#### Activity:
Please repeat the data shown below, word for word.

#### Collected data entries:
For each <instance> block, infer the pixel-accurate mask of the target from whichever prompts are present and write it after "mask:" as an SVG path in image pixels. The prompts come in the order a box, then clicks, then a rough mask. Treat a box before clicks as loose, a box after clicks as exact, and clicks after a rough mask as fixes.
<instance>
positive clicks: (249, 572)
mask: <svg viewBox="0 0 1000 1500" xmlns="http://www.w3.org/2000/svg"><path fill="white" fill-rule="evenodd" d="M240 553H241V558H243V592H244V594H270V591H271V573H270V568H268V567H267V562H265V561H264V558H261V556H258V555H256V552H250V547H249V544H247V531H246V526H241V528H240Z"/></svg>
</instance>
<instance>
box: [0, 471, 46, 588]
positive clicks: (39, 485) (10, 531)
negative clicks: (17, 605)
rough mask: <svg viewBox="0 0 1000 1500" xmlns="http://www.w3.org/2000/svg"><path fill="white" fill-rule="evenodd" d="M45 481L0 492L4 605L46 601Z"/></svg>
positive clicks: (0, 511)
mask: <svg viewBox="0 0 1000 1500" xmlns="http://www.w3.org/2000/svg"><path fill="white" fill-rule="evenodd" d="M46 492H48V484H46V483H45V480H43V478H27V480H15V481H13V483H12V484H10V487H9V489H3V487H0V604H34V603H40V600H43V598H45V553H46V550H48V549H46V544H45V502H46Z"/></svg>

#### Task result:
For each <instance> block, infer the pixel-accurate mask of the target from whichever prompts are present and write it after "mask:" as an SVG path in image pixels. The prompts come in the order a box, then clicks, then a rough mask. Treat a box before clicks as loose, a box after clicks as exact, and clicks after a rough mask as fixes.
<instance>
positive clicks: (249, 572)
mask: <svg viewBox="0 0 1000 1500" xmlns="http://www.w3.org/2000/svg"><path fill="white" fill-rule="evenodd" d="M240 553H241V558H243V592H244V594H270V591H271V573H270V568H268V567H267V562H265V561H264V558H261V556H258V555H256V552H250V547H249V544H247V531H246V526H241V528H240Z"/></svg>
</instance>
<instance>
box: [0, 471, 46, 588]
positive clicks: (39, 485) (10, 531)
negative clicks: (17, 605)
rough mask: <svg viewBox="0 0 1000 1500" xmlns="http://www.w3.org/2000/svg"><path fill="white" fill-rule="evenodd" d="M45 481L0 492L4 605L46 601Z"/></svg>
positive clicks: (0, 511)
mask: <svg viewBox="0 0 1000 1500" xmlns="http://www.w3.org/2000/svg"><path fill="white" fill-rule="evenodd" d="M46 492H48V484H46V483H45V480H43V478H27V480H15V481H13V483H12V484H10V487H9V489H3V487H0V604H34V603H40V600H43V598H45V553H46V550H48V549H46V544H45V502H46Z"/></svg>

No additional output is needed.